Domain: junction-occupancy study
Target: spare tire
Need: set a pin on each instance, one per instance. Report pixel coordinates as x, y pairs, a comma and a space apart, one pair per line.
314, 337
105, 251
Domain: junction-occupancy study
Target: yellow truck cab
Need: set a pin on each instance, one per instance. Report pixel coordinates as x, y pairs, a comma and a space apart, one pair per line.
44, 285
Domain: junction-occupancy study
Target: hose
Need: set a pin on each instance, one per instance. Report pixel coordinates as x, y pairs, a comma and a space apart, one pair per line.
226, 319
..............................
BRIEF:
Can you write out all of the data above again, requests included, with every pixel coordinate in the answers scaled by 1.9 and rounded to the nearest whole number, halves going up?

ANSWER TO THIS PROBLEM:
Domain: junction-occupancy study
Target: spare tire
Need: set a pin on each instance, one per instance. Report pixel coordinates as x, y pairs, a comma and a space apart, one pair per line.
597, 640
200, 477
Domain: junction-occupancy study
Target: yellow truck cab
Need: set a pin on each instance, one per instance. Report pixel coordinates as x, y pairs, a comma and a space apart, one pair per line.
84, 542
Domain: junction-occupancy study
Target: hose
Need: set a pin on each instance, one per instance. Report pixel coordinates as x, y pairs, a comma and a space apart, one pair per line.
429, 606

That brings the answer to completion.